━━━ TEXTE FOURNI
FN: retour sur congrès. Congrès «de doute» ou «d’espoir»?
Par Nicolas Lebourg, Médiapart, le 12/03/2017
Jamais le FN n’a recueilli autant de voix ni eu autant de parlementaires, et pourtant, il s’apprête à vivre un congrès de refondation dans une ambiance morose. Cette ambiguïté a rythmé l’histoire des congrès frontistes.
Les congrès du Front national ne sont un « moment de vie démocratique » que dans la communication de ses présidents, qui ont tout pouvoir pour contourner les décisions qui y sont prises. Néanmoins, à travers le temps, périodes fastes comme de vaches maigres, ils permettent de mesurer les rapports de force et de savoir ce que l’appareil espère, grâce aux élections pour le Comité central (CC).
À cet égard, le cru 2018 est ambigu : jamais le FN n’a réuni autant de voix ni eu autant de parlementaires, et c’est pourtant le doute qui prédomine. Avant qu’il n’efface le nom du parti et ne vote des statuts faisant disparaître le poste de président d’honneur, observer l’histoire de ces assemblées demeure l’un des meilleurs moyens de savoir d’où vient et où va le FN.
━━━━━━
━━━ LIGNES EXTRAITES
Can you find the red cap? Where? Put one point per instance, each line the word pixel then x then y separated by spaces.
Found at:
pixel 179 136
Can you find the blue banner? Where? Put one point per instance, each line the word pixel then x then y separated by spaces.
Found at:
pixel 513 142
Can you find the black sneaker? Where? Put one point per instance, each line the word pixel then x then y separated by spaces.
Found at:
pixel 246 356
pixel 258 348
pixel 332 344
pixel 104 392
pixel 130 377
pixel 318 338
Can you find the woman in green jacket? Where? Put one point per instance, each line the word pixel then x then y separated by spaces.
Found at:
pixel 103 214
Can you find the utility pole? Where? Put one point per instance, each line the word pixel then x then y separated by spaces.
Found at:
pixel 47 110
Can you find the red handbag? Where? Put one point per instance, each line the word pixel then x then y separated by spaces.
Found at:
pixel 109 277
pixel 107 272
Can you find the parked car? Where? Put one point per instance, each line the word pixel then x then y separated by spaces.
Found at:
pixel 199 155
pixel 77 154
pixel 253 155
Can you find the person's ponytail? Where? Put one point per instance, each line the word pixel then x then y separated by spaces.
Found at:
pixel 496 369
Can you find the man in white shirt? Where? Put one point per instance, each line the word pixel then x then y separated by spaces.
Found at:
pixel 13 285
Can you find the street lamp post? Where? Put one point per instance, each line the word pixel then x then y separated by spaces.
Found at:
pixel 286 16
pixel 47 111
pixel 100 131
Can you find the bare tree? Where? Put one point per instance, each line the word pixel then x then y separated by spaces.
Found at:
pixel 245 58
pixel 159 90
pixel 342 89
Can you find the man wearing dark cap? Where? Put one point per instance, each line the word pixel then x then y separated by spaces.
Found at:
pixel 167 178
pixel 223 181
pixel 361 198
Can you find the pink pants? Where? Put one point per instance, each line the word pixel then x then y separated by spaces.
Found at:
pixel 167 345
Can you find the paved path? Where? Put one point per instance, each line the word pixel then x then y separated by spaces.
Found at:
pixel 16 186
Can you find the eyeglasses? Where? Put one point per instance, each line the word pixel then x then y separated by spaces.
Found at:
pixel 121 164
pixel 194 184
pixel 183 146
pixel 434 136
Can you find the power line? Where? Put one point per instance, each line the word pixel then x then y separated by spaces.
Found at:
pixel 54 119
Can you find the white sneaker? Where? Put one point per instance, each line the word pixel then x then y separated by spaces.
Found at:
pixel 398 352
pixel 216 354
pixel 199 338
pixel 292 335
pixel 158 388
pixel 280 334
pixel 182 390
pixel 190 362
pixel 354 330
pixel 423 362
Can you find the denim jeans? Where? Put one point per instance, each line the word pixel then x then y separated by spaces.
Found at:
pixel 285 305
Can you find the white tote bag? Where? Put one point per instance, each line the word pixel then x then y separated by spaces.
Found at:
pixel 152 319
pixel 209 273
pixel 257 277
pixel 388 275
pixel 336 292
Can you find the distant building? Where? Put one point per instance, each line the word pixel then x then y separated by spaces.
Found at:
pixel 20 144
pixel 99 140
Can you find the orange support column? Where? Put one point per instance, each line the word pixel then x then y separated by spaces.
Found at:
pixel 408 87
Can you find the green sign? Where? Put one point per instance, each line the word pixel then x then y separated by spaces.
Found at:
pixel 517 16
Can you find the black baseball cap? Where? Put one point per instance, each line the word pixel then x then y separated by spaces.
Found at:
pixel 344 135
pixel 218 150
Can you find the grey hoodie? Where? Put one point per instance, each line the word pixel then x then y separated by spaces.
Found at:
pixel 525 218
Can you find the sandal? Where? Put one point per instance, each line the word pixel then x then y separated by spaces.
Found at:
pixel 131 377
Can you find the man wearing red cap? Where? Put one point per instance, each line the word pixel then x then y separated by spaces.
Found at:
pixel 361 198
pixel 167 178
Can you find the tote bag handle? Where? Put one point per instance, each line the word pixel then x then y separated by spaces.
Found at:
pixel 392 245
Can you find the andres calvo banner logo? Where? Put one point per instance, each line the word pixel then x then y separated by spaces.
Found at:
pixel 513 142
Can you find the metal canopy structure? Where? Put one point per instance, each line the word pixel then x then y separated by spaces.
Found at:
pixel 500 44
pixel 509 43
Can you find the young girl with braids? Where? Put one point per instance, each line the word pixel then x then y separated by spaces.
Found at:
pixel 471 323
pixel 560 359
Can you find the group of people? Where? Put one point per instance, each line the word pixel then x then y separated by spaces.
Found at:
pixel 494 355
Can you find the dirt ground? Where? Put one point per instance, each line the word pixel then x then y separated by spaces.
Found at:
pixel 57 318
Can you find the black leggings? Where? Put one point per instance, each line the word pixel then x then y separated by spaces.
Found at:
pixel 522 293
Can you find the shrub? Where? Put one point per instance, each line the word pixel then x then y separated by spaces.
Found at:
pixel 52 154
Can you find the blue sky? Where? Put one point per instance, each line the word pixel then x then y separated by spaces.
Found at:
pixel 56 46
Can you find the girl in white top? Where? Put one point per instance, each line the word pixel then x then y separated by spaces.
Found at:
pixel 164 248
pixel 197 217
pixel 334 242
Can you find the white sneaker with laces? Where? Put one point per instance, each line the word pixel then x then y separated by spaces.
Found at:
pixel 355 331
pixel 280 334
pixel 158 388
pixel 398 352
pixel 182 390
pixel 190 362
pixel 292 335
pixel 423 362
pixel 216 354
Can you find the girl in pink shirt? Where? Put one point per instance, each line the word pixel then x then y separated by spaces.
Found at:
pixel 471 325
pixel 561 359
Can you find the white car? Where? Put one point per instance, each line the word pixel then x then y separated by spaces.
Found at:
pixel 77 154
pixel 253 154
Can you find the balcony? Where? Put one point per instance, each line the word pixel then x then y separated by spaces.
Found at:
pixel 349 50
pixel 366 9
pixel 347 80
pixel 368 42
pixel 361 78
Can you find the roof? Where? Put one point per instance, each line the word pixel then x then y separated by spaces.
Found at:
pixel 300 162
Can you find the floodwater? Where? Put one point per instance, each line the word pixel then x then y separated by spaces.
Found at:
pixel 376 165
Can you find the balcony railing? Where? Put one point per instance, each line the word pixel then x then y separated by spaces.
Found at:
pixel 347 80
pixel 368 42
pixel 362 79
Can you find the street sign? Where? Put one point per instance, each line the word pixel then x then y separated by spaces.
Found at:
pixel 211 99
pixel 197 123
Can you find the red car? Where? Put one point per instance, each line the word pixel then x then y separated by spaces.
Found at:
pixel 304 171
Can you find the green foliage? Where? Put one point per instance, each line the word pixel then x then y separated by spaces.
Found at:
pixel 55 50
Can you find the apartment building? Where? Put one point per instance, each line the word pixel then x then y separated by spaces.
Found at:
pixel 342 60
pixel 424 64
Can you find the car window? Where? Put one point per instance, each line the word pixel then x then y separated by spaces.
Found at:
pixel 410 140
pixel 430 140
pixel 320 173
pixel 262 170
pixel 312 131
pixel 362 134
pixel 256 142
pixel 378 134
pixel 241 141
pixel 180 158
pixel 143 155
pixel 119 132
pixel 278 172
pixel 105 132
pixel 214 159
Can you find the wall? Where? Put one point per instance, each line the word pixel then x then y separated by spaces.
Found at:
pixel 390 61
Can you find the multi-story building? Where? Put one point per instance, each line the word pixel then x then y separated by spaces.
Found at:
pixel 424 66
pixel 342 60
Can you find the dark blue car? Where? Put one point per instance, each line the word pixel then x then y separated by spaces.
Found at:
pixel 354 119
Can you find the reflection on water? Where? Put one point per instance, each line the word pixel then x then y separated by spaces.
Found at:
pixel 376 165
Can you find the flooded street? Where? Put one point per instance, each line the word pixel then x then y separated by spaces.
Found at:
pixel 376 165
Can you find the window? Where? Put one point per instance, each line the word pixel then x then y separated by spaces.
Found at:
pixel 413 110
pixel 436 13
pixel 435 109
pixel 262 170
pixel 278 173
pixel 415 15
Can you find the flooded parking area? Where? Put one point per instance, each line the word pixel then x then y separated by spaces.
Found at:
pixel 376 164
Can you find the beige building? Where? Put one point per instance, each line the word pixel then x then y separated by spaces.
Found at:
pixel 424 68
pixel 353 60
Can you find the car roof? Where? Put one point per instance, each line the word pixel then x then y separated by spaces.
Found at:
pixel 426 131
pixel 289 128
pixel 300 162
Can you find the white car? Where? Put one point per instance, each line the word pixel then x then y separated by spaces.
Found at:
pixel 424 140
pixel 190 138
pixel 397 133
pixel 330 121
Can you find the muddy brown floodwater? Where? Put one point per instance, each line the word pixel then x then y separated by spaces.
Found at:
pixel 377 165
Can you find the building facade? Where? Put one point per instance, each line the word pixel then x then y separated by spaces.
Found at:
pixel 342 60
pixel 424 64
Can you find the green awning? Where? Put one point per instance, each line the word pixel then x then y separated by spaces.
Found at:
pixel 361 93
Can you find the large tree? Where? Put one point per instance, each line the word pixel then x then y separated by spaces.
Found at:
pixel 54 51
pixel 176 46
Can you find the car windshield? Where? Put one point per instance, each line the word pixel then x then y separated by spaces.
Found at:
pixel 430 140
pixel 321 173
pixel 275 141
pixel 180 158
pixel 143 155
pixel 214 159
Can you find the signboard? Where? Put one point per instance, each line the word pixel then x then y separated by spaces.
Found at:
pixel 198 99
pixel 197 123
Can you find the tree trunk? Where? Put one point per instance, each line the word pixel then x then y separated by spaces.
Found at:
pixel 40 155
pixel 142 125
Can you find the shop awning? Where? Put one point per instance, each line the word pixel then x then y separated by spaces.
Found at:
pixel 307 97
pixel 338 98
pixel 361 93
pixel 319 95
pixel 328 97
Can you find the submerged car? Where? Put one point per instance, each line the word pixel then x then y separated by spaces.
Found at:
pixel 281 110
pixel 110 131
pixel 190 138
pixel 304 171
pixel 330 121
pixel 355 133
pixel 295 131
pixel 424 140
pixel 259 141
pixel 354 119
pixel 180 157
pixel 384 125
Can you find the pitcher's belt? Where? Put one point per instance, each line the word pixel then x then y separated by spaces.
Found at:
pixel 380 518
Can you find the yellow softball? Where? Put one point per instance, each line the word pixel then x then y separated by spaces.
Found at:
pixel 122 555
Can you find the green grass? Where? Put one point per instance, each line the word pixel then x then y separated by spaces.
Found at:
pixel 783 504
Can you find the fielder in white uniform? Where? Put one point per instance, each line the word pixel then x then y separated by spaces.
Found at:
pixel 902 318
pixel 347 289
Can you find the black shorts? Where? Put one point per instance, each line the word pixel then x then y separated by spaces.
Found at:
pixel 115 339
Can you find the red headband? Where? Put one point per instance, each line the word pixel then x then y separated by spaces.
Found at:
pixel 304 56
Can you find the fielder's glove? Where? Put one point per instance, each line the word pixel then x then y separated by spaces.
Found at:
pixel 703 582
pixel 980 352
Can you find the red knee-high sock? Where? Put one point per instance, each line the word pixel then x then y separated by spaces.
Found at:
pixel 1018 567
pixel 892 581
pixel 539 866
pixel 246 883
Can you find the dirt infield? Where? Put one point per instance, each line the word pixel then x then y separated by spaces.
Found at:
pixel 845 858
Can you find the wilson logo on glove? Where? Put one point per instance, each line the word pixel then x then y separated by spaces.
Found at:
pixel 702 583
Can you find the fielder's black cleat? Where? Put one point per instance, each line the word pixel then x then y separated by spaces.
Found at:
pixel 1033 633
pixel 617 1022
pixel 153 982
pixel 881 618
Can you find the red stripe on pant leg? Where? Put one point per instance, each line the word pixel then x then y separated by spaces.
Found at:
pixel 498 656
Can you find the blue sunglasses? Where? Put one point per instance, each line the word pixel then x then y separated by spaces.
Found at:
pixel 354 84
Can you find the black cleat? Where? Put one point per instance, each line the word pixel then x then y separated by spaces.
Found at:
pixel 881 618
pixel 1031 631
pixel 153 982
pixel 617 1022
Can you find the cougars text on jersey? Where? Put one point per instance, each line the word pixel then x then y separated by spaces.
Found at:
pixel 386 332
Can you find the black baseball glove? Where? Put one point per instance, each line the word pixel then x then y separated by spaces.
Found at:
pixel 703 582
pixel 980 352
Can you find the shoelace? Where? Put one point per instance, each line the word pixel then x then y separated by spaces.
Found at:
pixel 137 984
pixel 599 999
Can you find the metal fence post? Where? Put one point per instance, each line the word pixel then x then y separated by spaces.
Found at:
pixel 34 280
━━━━━━
» **TRAVAIL DEMANDÉ**
Prolongez le texte sur les congrès du Front national à partir de sa dernière phrase. Les lignes ne jouent ici aucun rôle.

» **RÉSULTAT OBTENU**
Dans le doute, toujours tenir bon
Le FN tient son deuxième congrès en 1974, après sa première participation à une élection présidentielle où il a obtenu 0,74 % des voix. Il n’a guère de militants : le congrès décide la possibilité de double appartenance à une autre formation. Il n’y a pas d’argent : il réclame l’introduction de la représentation proportionnelle, avec l’instauration d’un financement légal des partis en fonction de leur représentativité (il faudra attendre 1988 pour que cela advienne).
Dès 1975, le FN tient un nouveau congrès. Son président y appelle à la réunion des extrêmes droites balkanisées et des électeurs du président Giscard d’Estaing choqués par « la politique de gauche de cet homme porté au pouvoir par la droite et qui gouverne avec deux chambres : l’Ifop et la Sofres ». Pour réussir le grand écart, il clame que l’heure de la révolution bolchevique arrive et que les « antimarxistes » ne peuvent se payer le luxe de la division. Le thème de la famille est aussi travaillé, avec la proposition de deux idées phares, qui demeureront : le soutien à la natalité et le salaire parental.
Le congrès de l’année suivante ajoute un nouvel axe, la sécurité, et adresse son soutien aux catholiques intégristes… au nom de la défense de la liberté d’expression, afin de souligner le caractère laïque du FN. Mais un franc débat existe sur la ligne. François Duprat veut passer de l’anticommunisme au thème « 1 million de chômeurs, c’est 1 million d’immigrés en trop ».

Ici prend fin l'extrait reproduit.